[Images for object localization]
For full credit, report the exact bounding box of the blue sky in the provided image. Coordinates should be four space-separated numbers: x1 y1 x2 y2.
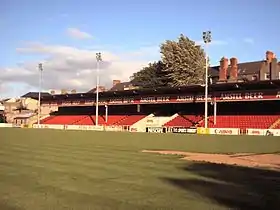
0 0 280 98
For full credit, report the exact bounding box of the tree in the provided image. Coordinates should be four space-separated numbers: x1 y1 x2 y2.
160 34 206 87
130 61 167 88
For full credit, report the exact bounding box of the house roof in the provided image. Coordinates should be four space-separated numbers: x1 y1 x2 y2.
87 86 106 93
21 92 51 99
209 60 264 77
110 82 134 91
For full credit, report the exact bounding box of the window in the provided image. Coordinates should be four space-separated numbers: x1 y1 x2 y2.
252 75 257 81
265 73 270 80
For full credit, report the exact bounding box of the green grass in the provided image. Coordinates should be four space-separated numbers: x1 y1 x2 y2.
0 128 280 210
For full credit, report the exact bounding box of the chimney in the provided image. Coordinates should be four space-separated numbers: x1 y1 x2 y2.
229 57 238 80
99 86 106 92
112 80 121 87
218 57 229 81
266 51 275 63
61 89 67 94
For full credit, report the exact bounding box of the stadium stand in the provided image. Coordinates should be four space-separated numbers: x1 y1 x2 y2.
200 115 280 129
39 99 280 129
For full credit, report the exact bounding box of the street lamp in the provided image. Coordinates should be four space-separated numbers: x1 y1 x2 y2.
37 63 43 125
95 52 102 126
202 31 212 129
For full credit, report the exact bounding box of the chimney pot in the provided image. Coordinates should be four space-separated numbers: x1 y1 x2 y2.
229 57 238 80
112 80 121 87
266 51 275 62
230 57 238 66
219 57 229 81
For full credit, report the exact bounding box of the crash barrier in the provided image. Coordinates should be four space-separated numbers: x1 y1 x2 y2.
161 127 238 135
0 123 13 128
33 124 105 131
2 123 280 136
104 125 123 132
163 127 280 136
33 124 65 130
247 128 280 136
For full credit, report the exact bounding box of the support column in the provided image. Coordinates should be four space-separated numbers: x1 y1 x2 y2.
105 105 108 123
137 104 141 113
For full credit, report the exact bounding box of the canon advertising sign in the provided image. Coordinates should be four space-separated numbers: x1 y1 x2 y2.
211 128 240 135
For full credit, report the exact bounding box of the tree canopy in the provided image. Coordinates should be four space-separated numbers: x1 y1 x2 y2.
130 61 167 88
130 34 206 88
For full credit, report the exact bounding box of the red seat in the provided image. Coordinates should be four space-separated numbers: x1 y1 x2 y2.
41 115 87 125
115 115 146 126
199 115 280 129
164 115 203 127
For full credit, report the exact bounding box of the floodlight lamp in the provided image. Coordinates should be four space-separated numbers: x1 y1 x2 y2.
96 52 102 61
202 31 212 44
38 63 43 71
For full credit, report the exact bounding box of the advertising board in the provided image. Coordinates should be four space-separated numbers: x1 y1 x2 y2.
209 128 240 135
172 127 197 134
33 124 64 130
247 128 280 136
197 127 210 134
129 127 138 132
0 123 13 128
104 126 123 132
247 129 265 136
146 127 164 133
65 125 104 131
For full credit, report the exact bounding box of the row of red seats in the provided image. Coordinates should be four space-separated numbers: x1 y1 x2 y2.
164 115 280 129
200 115 280 129
40 115 146 126
164 115 203 127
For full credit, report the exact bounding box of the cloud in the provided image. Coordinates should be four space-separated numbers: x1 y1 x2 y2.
243 38 254 44
195 40 228 46
67 28 93 40
0 42 158 98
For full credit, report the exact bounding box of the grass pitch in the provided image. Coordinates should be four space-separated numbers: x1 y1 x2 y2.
0 128 280 210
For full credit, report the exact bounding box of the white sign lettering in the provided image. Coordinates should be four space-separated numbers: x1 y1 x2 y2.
220 92 263 100
220 93 242 100
244 92 263 99
215 129 233 135
210 128 240 135
176 96 194 101
109 98 134 104
140 96 170 103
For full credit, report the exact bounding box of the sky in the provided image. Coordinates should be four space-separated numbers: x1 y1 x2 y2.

### To do:
In the transcription, every picture is to be excluded and the records above given again exactly.

### Written reply:
For full credit, report the exact bounding box of the blue sky in the provided image. Coordinates should be four space-separated numbers: x1 y1 x2 y2.
0 0 280 98
For full credit, report the exact bounding box of the tree in the provided image. Coordinates should be four space-separated numbers: x1 y1 x2 y2.
160 34 206 87
130 61 167 88
For full credit, report the exact bounding box of the house roof in the provided image. Coordinates should be four space-separated numbers: x1 y1 x2 y2.
87 86 106 93
21 92 51 99
209 60 264 77
110 82 134 91
For full credit, report the exact bounding box of the window in the provided image. Coordinates should be four space-separated numbers: x1 y1 x2 y2.
252 75 257 81
265 73 270 80
For full credit, report the exact bounding box of the green grass in the provided image. Coordinates should be four space-separated numbers: x1 y1 x2 y2.
0 128 280 210
For full credit, report the exact bounding box of the chimney in the provided image. Coordinates should be four space-separated numbers: x1 y1 x2 y2.
229 57 238 80
99 86 106 92
112 80 121 87
218 57 229 81
266 51 275 63
61 89 67 94
For full credit, report the exact bounding box of the stadium stand in the provided image. Coordinates should be four space-separated numbers: x1 y1 x2 y2.
200 115 280 129
39 99 280 129
For full credit, report the exact bounding box of the street lamp in the provided image. Coordinates should be four space-separated numbers: x1 y1 x2 y2.
37 63 43 125
95 52 102 126
202 31 212 129
For full credit, report the exact bounding box of the chimney pot in the provided image. Coordinates should be four space-separated numbers: x1 y1 x2 y2.
229 57 238 80
112 80 121 87
266 51 275 62
230 57 238 66
219 57 229 81
For full credit, report the exact bounding box of the crash barrier in the provided image. Coordinates should be four space-separated numbers: x1 y1 x2 y2.
161 127 238 135
0 123 13 128
33 124 105 131
2 123 280 136
104 125 123 132
163 127 280 136
33 124 65 130
247 128 280 136
For full credit, report the exact bounding box of the support column in the provided image. Coordinates should be four space-separated numbers: x1 y1 x2 y2.
105 105 108 123
137 104 141 113
For full credit, report the exact bounding box of the canon advertising sign in the provided image. Coordinates should be four space-separated numbers: x1 y1 x2 y2.
211 128 240 135
For full credit, report the exact bounding box of the tree canopy in the provided image. Coordinates should be four space-separated numbers: x1 y1 x2 y2.
130 61 167 88
130 34 206 88
For full credit, report the exact bounding box of the red seat in the provided image. Coordinates should be four space-separated numbers: x1 y1 x2 y2.
41 115 87 125
115 115 146 126
199 115 280 129
164 115 203 127
For full credit, report the exact bounding box of the floodlight lamp in the provided image. Coordinates should be four space-separated numbers: x1 y1 x2 y2.
96 52 102 61
202 31 212 44
38 63 43 71
For full credit, report the exact bounding box of the advertising board in the provided image. Coordinates should be four space-separated numbers: x1 y1 x2 y2.
209 128 240 135
172 127 197 134
33 124 64 130
247 128 280 136
197 127 210 134
129 127 138 132
0 123 13 128
104 126 123 132
247 129 265 136
146 127 164 133
65 125 104 131
For full credit, report the exact bounding box of the row of red seats in the provided image. Coordinates should be four space-separated numbers: x1 y1 x2 y2.
164 115 280 129
200 115 280 129
40 115 146 126
164 115 203 127
For full credit, report the exact bounding box of the cloud in the provided image. Coordinates should be four space-separated numbers: x1 y1 x2 y2.
243 38 254 44
195 40 228 46
67 28 93 40
0 42 158 98
For full credit, report the exact bounding box of the grass pitch in the provided image. Coordinates should be four space-separated numbers: x1 y1 x2 y2.
0 128 280 210
For full credit, report the exact bounding box of the white sign lettering in the provided image. Coordinates should be four space-separated numbers: x1 y1 x2 y2.
220 92 263 100
220 93 242 100
244 92 263 99
215 129 233 135
210 128 240 135
176 96 194 101
109 98 134 104
140 96 170 103
For full credit, report the exact bounding box of the sky in the provided image. Coordinates should be four space-separated numbers: x1 y1 x2 y2.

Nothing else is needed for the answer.